• Reading passage:
This is what I’ve been reading so far this year… The 60s novels are research for the book I’m writing at the moment – The Millstone (about single motherhood – the queues in doctor’s waiting rooms haven’t changed…) and Girls in their Married Bliss (woman friends, dodgy/awful men, funny and heartbreaking) – my first time reading Margaret Drabble and Edna O’Brien, appetite whetters both.
I’d already read the Vadim and Robert Evans autobiographies, Bardot, Deneuve, Fonda and The Kid Stays in the Picture; they’re in there for 60s research too. And for the Bob Evans line, ‘fool me once – more fool me, fool me twice – more fool you’, which I love but which is weirdly, tongue-twisterishly hard to get right. And for the scene in Vadim’s memoir where his three ex-wives, Brigitte Bardot, Annette Stroyberg and Jane Fonda, plus his ex-lover Catherine Deneuve, all end up by coincidence gathered round looking down at him on set in Paris when he’s floored by a broken shoulder.

• Task prompt:
Can you pick up the reading-list post after its last sentence and carry it on? The records that follow are separate from the reading-list post.

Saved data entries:
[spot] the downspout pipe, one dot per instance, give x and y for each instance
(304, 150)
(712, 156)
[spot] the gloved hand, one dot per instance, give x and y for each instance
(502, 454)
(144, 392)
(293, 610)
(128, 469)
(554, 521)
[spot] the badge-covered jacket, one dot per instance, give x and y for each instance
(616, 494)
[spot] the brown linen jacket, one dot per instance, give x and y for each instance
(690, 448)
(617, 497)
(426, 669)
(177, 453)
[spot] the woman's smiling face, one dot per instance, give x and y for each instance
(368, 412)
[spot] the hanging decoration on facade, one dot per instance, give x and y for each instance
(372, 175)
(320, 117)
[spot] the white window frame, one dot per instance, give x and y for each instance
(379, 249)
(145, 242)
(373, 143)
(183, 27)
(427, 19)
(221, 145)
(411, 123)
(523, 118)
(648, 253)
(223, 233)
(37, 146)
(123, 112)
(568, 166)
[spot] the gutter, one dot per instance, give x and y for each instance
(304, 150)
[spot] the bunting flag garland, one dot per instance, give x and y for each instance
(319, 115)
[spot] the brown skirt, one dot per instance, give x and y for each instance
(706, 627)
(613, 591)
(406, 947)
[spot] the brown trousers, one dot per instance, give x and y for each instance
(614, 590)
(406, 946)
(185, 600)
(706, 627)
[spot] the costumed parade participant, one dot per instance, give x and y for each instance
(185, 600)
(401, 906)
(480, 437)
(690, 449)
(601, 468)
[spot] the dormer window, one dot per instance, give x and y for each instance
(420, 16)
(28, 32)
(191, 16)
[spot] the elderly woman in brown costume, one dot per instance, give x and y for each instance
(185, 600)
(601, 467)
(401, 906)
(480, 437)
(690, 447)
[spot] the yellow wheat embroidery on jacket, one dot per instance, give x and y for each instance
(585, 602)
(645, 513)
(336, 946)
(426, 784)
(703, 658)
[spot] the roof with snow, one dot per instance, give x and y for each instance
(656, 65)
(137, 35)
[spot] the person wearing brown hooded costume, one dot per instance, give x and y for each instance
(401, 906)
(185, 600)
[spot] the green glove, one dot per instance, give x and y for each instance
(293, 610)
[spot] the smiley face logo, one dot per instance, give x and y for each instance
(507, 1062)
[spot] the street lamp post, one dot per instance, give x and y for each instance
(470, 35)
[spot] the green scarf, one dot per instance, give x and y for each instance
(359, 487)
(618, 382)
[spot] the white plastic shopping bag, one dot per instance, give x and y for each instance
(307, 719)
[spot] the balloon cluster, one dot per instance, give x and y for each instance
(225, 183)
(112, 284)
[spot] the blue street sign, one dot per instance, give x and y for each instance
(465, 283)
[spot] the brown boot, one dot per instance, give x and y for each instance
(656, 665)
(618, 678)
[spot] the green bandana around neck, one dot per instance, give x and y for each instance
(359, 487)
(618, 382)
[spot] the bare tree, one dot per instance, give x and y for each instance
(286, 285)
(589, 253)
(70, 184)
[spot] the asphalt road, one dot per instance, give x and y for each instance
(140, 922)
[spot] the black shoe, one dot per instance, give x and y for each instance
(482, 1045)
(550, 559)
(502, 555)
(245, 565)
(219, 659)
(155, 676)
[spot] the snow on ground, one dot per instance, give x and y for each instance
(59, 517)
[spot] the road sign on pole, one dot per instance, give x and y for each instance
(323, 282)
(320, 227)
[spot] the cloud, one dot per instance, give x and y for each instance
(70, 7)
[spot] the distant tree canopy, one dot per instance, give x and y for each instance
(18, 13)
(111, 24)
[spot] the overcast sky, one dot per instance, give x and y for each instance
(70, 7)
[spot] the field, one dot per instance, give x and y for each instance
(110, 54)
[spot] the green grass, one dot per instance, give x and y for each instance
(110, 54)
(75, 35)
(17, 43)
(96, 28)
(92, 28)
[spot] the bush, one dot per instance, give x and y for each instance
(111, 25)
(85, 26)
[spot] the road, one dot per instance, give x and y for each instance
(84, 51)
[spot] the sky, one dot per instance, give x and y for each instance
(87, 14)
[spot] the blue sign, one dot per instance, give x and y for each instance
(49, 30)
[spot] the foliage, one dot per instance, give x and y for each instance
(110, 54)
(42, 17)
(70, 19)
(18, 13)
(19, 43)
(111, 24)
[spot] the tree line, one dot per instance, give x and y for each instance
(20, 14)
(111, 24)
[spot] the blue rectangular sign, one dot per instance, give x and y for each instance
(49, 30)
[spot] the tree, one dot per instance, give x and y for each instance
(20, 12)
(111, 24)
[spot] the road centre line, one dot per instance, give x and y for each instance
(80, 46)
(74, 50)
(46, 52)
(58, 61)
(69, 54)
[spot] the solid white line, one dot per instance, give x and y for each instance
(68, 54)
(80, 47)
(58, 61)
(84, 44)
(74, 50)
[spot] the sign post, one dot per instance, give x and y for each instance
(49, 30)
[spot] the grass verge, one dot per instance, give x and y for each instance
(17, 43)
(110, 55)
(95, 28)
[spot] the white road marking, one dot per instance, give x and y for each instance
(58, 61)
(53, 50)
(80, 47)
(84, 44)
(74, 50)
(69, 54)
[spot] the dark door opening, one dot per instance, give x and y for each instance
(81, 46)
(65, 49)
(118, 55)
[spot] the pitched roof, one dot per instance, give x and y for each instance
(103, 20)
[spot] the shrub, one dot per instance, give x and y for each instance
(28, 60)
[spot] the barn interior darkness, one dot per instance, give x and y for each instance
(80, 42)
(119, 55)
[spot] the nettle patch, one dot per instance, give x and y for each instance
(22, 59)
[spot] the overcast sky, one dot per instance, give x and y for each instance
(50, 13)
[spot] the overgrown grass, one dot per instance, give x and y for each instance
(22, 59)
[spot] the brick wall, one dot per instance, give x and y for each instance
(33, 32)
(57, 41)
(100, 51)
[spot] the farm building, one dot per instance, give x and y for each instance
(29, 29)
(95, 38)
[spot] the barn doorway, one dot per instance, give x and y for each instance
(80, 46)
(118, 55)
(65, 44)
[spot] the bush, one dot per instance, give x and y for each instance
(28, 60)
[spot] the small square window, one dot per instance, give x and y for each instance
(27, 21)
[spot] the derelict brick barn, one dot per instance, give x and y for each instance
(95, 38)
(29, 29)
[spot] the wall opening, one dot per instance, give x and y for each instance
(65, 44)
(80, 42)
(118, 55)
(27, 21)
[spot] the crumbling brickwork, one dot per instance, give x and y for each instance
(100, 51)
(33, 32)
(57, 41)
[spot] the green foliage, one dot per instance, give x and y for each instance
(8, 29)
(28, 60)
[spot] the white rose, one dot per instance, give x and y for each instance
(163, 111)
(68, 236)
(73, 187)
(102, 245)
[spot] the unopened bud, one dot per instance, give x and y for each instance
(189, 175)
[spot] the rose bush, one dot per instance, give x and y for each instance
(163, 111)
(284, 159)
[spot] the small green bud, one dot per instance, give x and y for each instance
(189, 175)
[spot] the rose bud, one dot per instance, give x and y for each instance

• Task output:
Back in February I chaired an event with Jem Lester (Shtum) and Monica Wood (One in a Million Boy) at Dulwich Books – the proof copies of their novels are in the pile. Shtum is a gutsy, gutty, honest and tender portrayal of a single dad’s relationship with his non-verbal autistic son. The red spine is Monica Wood’s heartwarming and quirky One in a Million Boy, about a deadbeat(ish) dad, a superb old lady and a lost boy.
This is Paradise by Will Eaves (who is also a poet) is a finely observed study of a family falling apart and coming (more or less) together. I love a teen boarding-school story, and Friendly Fire is Patrick Gale’s, illustrated by his husband Aidan Hicks (fans of Curtis Sittenfeld’s Prep, Charlotte Mendelson’s Almost English and Antonia White’s Frost in May – enjoy). Ali Shaw’s The Trees is a magical account of a quest through a world changed overnight; Patricia Duncker’s Hallucinating Foucault is an unnerving tale of literary obsession which grips like a thriller and convinces like the truth.
My proof of Maggie O’Farrell’s time-and-space-hopping love story This Must Be The Place, which features a film star heroine turned recluse, would be in the picture, but I lent it to a friend so it’s represented by the invitation to the launch do on top of the pile. Many memorable scenes, including an agonising one with a father and son waiting out a crisis in a dermatology clinic that I will forever think of in association with eczema. Also: brilliant 90s wedding.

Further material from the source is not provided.